• What the exercise asks:
The response must be made up of the lines in the entries below that contain "daisy".

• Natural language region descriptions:
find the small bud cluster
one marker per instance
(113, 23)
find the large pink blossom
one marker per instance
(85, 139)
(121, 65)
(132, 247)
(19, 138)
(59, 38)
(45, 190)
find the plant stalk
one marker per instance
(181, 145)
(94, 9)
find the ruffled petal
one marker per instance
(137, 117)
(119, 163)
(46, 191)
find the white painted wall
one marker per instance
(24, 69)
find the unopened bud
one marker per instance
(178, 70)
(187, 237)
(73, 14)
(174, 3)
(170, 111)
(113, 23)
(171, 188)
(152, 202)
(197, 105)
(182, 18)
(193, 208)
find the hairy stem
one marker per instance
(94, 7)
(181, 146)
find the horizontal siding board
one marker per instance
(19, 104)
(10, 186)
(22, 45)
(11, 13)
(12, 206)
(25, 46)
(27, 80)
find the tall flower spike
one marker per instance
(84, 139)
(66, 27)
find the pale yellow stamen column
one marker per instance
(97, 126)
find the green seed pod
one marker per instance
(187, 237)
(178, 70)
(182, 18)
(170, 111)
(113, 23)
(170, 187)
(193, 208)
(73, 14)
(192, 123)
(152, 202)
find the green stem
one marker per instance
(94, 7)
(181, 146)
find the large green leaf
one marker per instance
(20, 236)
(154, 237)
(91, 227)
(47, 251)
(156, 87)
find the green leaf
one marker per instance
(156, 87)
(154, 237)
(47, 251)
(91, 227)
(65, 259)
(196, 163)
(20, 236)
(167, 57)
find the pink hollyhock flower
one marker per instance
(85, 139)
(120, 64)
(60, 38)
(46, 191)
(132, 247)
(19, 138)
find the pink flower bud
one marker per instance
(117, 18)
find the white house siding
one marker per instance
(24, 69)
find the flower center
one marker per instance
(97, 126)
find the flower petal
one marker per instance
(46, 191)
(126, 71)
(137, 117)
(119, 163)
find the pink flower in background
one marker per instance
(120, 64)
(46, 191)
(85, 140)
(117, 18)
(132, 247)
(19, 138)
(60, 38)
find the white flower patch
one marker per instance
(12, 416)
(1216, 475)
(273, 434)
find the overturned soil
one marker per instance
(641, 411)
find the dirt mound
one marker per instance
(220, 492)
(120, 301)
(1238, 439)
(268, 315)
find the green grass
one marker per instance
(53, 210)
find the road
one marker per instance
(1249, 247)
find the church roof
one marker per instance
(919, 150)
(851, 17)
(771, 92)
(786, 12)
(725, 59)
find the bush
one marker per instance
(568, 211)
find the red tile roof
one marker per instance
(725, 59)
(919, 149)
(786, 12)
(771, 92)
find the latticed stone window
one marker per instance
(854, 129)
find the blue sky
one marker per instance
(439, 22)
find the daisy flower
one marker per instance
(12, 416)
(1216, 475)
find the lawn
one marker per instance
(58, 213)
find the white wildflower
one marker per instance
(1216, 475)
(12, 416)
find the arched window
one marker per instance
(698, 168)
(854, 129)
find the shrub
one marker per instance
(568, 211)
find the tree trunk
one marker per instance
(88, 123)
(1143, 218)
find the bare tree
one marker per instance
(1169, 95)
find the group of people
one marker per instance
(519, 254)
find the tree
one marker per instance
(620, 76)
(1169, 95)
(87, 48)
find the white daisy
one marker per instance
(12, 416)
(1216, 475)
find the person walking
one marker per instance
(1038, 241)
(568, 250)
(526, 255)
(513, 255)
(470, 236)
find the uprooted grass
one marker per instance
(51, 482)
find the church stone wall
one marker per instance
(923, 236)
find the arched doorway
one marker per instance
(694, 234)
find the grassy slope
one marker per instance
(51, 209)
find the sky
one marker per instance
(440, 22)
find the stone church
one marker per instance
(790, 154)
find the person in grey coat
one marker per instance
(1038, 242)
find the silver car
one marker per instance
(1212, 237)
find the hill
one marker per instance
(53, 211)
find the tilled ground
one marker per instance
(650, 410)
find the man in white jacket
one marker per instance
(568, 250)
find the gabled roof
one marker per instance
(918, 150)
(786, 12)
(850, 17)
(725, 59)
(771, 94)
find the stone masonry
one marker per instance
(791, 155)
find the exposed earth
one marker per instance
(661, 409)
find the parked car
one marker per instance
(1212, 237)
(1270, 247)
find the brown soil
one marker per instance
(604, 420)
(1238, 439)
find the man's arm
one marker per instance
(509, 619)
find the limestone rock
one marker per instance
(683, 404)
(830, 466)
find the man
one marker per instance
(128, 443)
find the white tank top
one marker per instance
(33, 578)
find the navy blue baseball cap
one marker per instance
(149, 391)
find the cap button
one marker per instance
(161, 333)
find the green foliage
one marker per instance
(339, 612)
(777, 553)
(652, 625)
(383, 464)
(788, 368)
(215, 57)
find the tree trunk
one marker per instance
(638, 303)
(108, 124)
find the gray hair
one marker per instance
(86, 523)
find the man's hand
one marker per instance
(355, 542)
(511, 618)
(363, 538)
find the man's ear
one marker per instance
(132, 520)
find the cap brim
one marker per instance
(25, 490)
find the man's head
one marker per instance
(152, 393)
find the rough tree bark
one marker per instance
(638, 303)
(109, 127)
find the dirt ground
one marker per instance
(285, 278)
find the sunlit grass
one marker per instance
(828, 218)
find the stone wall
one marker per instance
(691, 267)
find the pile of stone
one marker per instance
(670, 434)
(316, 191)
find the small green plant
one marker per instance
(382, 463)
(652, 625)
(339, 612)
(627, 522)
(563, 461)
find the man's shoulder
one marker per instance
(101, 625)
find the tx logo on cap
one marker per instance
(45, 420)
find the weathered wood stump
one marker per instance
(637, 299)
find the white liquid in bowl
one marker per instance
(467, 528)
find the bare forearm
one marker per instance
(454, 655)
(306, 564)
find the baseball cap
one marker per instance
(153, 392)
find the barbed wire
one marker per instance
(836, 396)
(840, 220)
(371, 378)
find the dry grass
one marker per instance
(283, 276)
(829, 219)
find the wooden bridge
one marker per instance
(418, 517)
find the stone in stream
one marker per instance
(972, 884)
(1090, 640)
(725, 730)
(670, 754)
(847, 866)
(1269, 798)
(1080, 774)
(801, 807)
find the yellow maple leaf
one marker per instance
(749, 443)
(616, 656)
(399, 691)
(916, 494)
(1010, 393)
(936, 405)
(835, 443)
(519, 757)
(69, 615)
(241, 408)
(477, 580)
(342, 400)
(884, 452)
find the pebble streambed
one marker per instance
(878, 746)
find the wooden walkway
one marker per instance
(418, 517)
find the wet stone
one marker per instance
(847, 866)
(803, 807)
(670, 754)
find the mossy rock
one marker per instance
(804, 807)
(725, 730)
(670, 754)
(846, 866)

• Exercise solution:
find the daisy flower
find the white daisy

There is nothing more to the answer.